== Short exercise ==
Please pick out each line below that contains the word "white" and copy those lines.

_ _ _ _ _

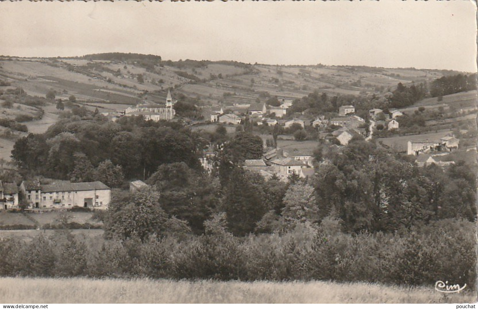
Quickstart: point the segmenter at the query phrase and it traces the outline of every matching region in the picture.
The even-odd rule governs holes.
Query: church
[[[125,110],[125,116],[142,116],[146,121],[171,120],[174,117],[175,112],[173,108],[174,103],[171,93],[168,90],[166,104],[160,104],[145,101],[135,107],[129,108]]]

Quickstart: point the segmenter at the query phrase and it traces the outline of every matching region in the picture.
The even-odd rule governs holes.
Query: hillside
[[[393,304],[476,301],[476,296],[472,293],[446,295],[429,287],[406,288],[361,283],[18,277],[0,279],[0,293],[4,301],[10,303]]]
[[[29,99],[26,102],[14,101],[7,108],[3,106],[5,100],[0,98],[0,119],[26,117],[30,120],[24,123],[28,132],[44,132],[59,118],[54,103],[44,99],[52,91],[55,99],[67,101],[73,96],[77,104],[90,110],[98,109],[101,112],[124,109],[145,99],[162,102],[169,88],[173,89],[174,97],[181,94],[198,98],[199,105],[229,106],[250,104],[258,98],[265,101],[274,95],[300,98],[315,90],[331,95],[383,95],[392,91],[399,82],[430,82],[454,73],[322,65],[173,62],[153,55],[120,53],[71,58],[4,57],[0,58],[0,93],[20,91]],[[453,111],[459,111],[472,108],[476,93],[445,96],[441,101],[427,99],[408,108],[445,103]],[[35,99],[38,97],[42,99]],[[40,99],[41,104],[32,106],[31,101]],[[10,159],[12,141],[25,136],[27,129],[21,132],[0,125],[0,157]]]
[[[50,89],[57,98],[73,94],[80,100],[135,104],[144,91],[159,98],[167,88],[205,104],[250,103],[266,91],[271,95],[301,98],[318,89],[332,94],[387,92],[399,82],[430,81],[440,71],[363,66],[276,66],[233,62],[141,61],[79,58],[0,58],[0,79],[32,96]],[[143,82],[138,76],[142,77]],[[0,90],[4,89],[0,87]],[[162,91],[163,90],[163,91]],[[229,93],[231,95],[228,96]],[[226,94],[225,95],[225,93]]]

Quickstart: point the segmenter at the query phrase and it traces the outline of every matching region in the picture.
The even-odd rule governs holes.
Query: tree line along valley
[[[84,60],[69,72],[101,82],[108,73],[112,83],[133,74]],[[115,61],[121,72],[142,66],[135,85],[180,65]],[[0,275],[427,285],[444,274],[475,288],[476,74],[353,95],[253,96],[261,74],[292,69],[258,66],[248,101],[231,103],[236,93],[208,104],[188,91],[256,65],[221,63],[237,75],[212,80],[188,75],[205,63],[182,63],[189,73],[167,73],[180,86],[156,85],[109,111],[83,95],[42,97],[0,81],[0,141],[13,143],[0,158]],[[314,80],[301,69],[296,80]],[[39,124],[48,126],[31,132]]]

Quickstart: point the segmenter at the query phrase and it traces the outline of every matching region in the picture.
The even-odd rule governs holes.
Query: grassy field
[[[69,222],[75,222],[80,224],[85,223],[98,225],[101,223],[91,219],[92,212],[79,212],[73,211],[43,211],[20,213],[0,212],[0,225],[12,225],[23,224],[34,225],[41,228],[44,224],[56,224],[63,216],[67,216]]]
[[[0,138],[0,158],[3,158],[7,161],[10,161],[10,155],[14,144],[15,142],[13,141]]]
[[[393,136],[393,137],[386,137],[378,139],[379,141],[383,142],[383,143],[399,152],[407,152],[407,143],[409,141],[419,141],[428,140],[435,141],[439,140],[442,137],[445,136],[447,134],[451,133],[451,131],[445,130],[437,132],[428,133],[427,134],[420,134],[414,135],[404,135],[403,136]]]
[[[365,283],[0,278],[4,303],[471,303],[476,295]]]
[[[29,241],[33,237],[44,234],[45,235],[52,235],[58,230],[12,230],[11,231],[0,230],[0,239],[5,237],[13,237],[15,239]],[[104,232],[103,230],[72,230],[72,233],[81,240],[87,240],[92,245],[102,243]],[[99,240],[99,241],[97,241]],[[0,293],[1,295],[1,293]]]

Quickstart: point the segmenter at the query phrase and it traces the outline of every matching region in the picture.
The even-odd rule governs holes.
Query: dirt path
[[[39,134],[46,132],[50,126],[56,123],[58,121],[58,115],[45,111],[43,118],[40,120],[25,122],[25,124],[28,128],[29,133]]]

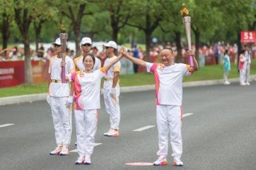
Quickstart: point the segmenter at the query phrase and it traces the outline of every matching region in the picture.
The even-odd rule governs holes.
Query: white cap
[[[52,44],[57,44],[57,45],[61,45],[61,43],[60,42],[60,38],[58,38],[55,42],[52,43]]]
[[[83,45],[85,43],[90,43],[92,45],[92,40],[88,37],[83,38],[82,40],[81,41],[81,44]]]
[[[105,47],[112,47],[112,48],[114,48],[115,49],[117,49],[117,45],[113,41],[109,41],[109,42],[108,42],[108,43],[107,44],[104,44],[103,45],[105,46]]]

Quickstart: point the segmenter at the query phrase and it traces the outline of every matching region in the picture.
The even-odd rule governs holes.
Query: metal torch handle
[[[194,67],[194,60],[193,60],[193,56],[189,56],[189,65],[190,65],[190,66],[191,67]]]

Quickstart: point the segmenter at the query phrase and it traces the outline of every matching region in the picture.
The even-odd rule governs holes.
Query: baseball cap
[[[85,43],[90,43],[92,45],[92,40],[88,37],[83,38],[82,40],[81,41],[81,44],[83,45]]]
[[[117,49],[117,45],[116,43],[113,42],[113,41],[109,41],[107,44],[103,44],[104,46],[108,47],[112,47],[115,49]]]
[[[55,41],[55,42],[53,42],[53,43],[52,43],[52,44],[57,44],[57,45],[61,45],[61,43],[60,42],[60,38],[58,38],[56,40],[56,41]]]

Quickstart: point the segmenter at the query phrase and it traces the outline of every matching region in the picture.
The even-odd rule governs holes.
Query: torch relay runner
[[[83,58],[83,71],[66,74],[66,81],[72,82],[70,95],[74,94],[74,100],[77,135],[77,152],[79,155],[76,164],[90,164],[93,150],[95,135],[97,130],[99,112],[100,108],[100,81],[108,70],[122,58],[114,58],[100,69],[93,71],[95,57],[92,54]],[[61,66],[65,65],[63,62]],[[72,104],[70,100],[69,105]]]
[[[121,51],[124,56],[134,63],[147,68],[147,71],[154,73],[155,77],[159,150],[157,153],[159,158],[154,162],[154,165],[163,166],[168,164],[166,156],[170,133],[172,156],[174,157],[173,165],[183,166],[183,162],[180,160],[182,153],[182,79],[184,75],[191,75],[198,69],[195,52],[188,52],[188,56],[193,56],[194,66],[191,67],[188,65],[174,63],[172,49],[164,49],[161,50],[159,59],[161,63],[150,63],[129,56],[124,47],[122,48]]]
[[[54,45],[56,56],[51,58],[49,66],[49,80],[47,102],[51,105],[54,126],[55,138],[57,148],[50,152],[51,155],[68,155],[68,145],[70,143],[72,132],[72,108],[67,107],[68,101],[72,97],[70,94],[70,84],[61,82],[61,40],[59,38],[52,43]],[[75,72],[73,60],[68,56],[65,56],[66,73]]]

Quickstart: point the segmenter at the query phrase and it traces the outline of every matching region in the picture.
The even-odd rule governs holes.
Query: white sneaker
[[[58,146],[54,150],[50,152],[50,155],[60,155],[60,152],[61,152],[61,149],[62,146]]]
[[[103,134],[104,135],[108,135],[108,134],[112,130],[112,128],[109,128],[109,130],[108,131],[108,132],[104,133]]]
[[[175,158],[173,165],[175,166],[183,166],[183,162],[179,158]]]
[[[166,157],[164,156],[160,156],[157,160],[154,162],[154,166],[165,166],[168,164]]]
[[[91,164],[91,157],[85,157],[84,158],[84,164],[90,165]]]
[[[68,147],[63,146],[62,147],[61,151],[60,152],[60,155],[68,155]]]
[[[116,137],[116,136],[119,135],[119,132],[118,132],[118,130],[117,130],[111,129],[111,130],[109,132],[108,132],[106,135]]]
[[[79,157],[76,161],[76,164],[82,164],[84,162],[84,157]]]

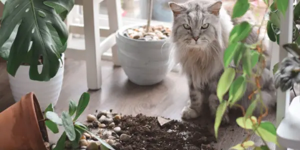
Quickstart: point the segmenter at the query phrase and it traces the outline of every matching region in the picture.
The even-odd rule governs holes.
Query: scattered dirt
[[[156,117],[142,114],[124,116],[114,121],[122,128],[121,134],[132,136],[130,140],[122,142],[124,148],[120,150],[216,150],[210,145],[216,138],[206,127],[176,120],[162,127]]]

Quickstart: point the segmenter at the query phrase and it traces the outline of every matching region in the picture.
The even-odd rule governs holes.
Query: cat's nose
[[[193,37],[192,38],[194,38],[196,41],[197,41],[197,40],[199,39],[199,36]]]

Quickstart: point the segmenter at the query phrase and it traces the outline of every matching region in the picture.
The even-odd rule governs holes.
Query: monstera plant
[[[74,0],[0,0],[0,56],[7,61],[14,98],[33,92],[44,110],[56,104],[62,88],[68,38],[64,20]]]

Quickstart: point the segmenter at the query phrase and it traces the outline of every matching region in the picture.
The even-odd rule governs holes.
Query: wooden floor
[[[3,61],[0,62],[0,112],[14,102],[6,64]],[[80,95],[88,91],[85,62],[66,59],[65,64],[62,88],[55,108],[60,114],[63,110],[68,110],[70,100],[78,101]],[[182,109],[186,104],[188,98],[186,80],[182,75],[170,72],[161,84],[140,86],[128,81],[122,68],[114,68],[110,62],[103,62],[102,74],[102,89],[88,91],[91,99],[84,114],[93,113],[96,110],[112,108],[122,114],[136,114],[142,112],[148,116],[180,119]],[[204,114],[204,116],[208,116],[206,113]],[[80,120],[83,120],[85,115]],[[207,118],[201,120],[202,122],[212,124]],[[268,120],[274,122],[274,115],[270,114]],[[232,121],[234,122],[234,118]],[[212,131],[214,126],[210,126]],[[214,144],[218,150],[228,150],[240,142],[246,136],[245,131],[236,125],[222,128],[220,132],[218,142]],[[60,136],[50,134],[50,140],[55,142]],[[252,136],[250,140],[256,142],[258,144],[262,143],[255,136]],[[271,150],[274,150],[274,144],[270,147]]]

_ _ _ _ _

== Exercise answer ==
Query: white cap
Query: white sneaker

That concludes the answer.